Source:
— BEGIN —
Unable to achieve advertised precision (+/-10cm), getting +/-1m on DWM1000

avillacis · June 16, 2020, 3:51pm

I am currently participating in a IoT project that uses a hardware platform based on the Espressif ESP32 chipset, with a pluggable module architecture, one of which contains a Decawave DWM1000. The project, of course, involves locating a tag using a couple of anchors with known coordinates, and I am currently performing tests for distance accuracy. However, I am yet to achieve the expected precision in the distance measurement, because the calculation result fluctuates by 50 cm to 1 m, and even sometimes spiking to 2m errors, all with the anchor and tag devices (one of each) completely stationary and in direct line of sight of each other.

The ESP32 board is powered from a 5V, 2.4A USB power charger for both anchor and tag devices
The ESP32 board has WiFi active, both as a debugging tool, and as a means to transmit MQTT messages containing the calculated position to plot on a map.
The DWM1000 plug-in board, as far as I know, runs on its default internal oscillator. No external or temperature-compensated oscillator has been added to the board.
— END —
Entries provided:
— BEGIN —
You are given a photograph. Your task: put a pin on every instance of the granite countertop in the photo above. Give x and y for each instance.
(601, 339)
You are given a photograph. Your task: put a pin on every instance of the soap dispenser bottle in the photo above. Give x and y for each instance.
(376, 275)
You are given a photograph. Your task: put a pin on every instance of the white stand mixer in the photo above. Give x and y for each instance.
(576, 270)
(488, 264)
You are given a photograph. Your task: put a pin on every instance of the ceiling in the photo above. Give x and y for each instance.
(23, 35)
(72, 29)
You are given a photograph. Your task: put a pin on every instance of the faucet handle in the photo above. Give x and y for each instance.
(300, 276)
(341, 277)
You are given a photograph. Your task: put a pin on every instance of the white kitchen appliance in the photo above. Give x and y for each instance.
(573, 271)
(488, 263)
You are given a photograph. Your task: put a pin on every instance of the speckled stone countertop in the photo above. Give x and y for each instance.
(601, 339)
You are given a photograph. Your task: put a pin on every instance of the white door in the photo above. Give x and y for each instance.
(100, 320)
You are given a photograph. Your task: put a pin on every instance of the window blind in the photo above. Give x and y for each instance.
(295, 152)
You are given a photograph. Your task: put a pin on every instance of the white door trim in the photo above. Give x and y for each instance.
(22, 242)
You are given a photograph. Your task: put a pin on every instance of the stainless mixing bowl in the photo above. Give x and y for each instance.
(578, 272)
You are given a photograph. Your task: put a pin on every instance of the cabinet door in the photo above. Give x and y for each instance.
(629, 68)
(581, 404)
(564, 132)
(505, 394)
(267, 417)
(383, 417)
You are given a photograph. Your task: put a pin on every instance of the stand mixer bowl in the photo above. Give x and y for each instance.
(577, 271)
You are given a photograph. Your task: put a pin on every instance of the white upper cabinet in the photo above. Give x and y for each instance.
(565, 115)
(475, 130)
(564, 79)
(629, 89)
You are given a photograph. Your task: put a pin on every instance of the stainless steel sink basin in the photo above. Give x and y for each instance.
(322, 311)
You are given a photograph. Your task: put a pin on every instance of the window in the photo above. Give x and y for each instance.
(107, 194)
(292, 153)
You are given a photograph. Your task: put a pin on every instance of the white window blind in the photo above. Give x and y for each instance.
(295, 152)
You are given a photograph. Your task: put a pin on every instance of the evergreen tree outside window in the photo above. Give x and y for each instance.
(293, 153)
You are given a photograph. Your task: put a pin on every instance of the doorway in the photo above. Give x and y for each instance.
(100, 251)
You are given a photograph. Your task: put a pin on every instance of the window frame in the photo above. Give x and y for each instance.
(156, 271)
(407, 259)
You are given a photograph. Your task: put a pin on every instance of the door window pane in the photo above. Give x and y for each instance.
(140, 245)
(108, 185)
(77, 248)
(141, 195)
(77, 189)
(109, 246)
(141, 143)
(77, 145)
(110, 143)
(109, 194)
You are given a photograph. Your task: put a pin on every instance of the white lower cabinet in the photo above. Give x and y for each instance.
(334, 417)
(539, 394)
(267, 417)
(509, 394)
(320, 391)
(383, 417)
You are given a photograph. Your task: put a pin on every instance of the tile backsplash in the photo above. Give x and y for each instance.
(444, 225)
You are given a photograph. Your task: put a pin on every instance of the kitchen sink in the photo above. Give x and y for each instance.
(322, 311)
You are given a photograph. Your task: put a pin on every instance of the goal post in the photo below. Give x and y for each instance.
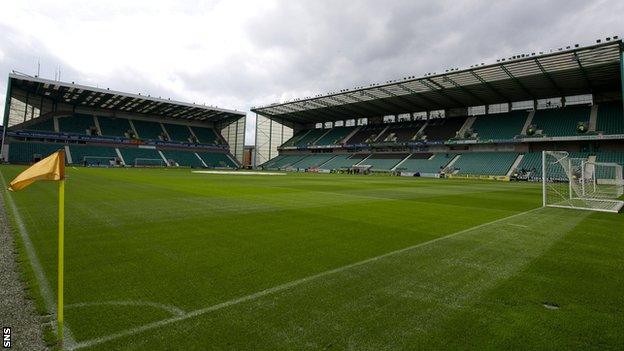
(149, 162)
(581, 183)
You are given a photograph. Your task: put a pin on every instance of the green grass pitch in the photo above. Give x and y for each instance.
(169, 259)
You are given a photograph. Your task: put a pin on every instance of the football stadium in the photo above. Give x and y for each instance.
(478, 208)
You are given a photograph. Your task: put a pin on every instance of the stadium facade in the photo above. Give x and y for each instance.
(104, 127)
(485, 121)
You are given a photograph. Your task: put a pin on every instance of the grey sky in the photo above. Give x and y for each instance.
(238, 54)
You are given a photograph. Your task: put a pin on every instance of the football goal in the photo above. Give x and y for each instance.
(149, 162)
(581, 183)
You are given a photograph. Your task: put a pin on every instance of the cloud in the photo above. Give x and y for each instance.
(238, 54)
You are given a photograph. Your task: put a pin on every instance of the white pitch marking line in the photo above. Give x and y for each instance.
(169, 308)
(238, 173)
(518, 225)
(46, 292)
(278, 288)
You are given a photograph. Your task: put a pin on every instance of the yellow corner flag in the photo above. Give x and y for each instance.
(50, 168)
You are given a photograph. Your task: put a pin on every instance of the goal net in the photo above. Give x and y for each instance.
(581, 183)
(149, 162)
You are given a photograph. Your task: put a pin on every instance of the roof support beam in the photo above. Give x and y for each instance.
(549, 77)
(583, 72)
(518, 82)
(408, 103)
(369, 109)
(432, 85)
(434, 103)
(621, 73)
(327, 108)
(464, 90)
(395, 105)
(489, 86)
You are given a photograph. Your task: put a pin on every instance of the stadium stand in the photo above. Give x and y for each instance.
(29, 152)
(217, 160)
(340, 161)
(77, 123)
(385, 161)
(118, 127)
(206, 135)
(610, 118)
(610, 156)
(499, 126)
(313, 160)
(485, 163)
(334, 136)
(426, 162)
(92, 155)
(310, 137)
(148, 130)
(402, 132)
(286, 161)
(561, 121)
(46, 125)
(443, 129)
(141, 156)
(182, 158)
(178, 132)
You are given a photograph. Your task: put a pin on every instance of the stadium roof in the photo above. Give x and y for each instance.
(90, 97)
(575, 71)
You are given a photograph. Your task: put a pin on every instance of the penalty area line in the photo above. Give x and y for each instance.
(280, 288)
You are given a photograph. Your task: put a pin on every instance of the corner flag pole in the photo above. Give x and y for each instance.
(50, 168)
(61, 240)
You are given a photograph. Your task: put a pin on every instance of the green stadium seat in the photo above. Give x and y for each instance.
(117, 127)
(340, 161)
(207, 135)
(27, 152)
(309, 138)
(610, 118)
(313, 160)
(334, 136)
(561, 121)
(485, 163)
(92, 155)
(178, 132)
(384, 162)
(141, 156)
(78, 124)
(46, 125)
(427, 163)
(148, 130)
(182, 158)
(217, 159)
(500, 126)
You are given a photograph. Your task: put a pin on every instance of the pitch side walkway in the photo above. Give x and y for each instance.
(16, 311)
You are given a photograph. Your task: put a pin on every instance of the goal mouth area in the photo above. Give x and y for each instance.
(600, 205)
(581, 183)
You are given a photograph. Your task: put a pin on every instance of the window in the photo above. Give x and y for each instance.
(580, 99)
(522, 105)
(499, 108)
(476, 110)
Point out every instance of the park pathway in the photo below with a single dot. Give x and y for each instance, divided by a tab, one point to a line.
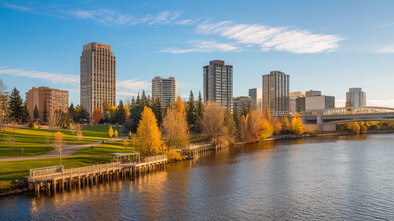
67	151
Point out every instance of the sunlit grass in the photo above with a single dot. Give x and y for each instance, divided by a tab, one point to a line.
34	141
86	157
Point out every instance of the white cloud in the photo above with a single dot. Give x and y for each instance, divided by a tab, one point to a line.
386	49
203	46
54	77
132	87
16	7
112	17
272	38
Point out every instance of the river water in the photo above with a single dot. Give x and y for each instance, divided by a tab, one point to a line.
341	178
— END —
Reproduce word for word everything from "The DWM1000 plug-in" down to "to the board." in the DWM1000 forum post.

Task result:
The DWM1000 plug-in board, as far as I know, runs on its default internal oscillator. No external or temperature-compensated oscillator has been added to the board.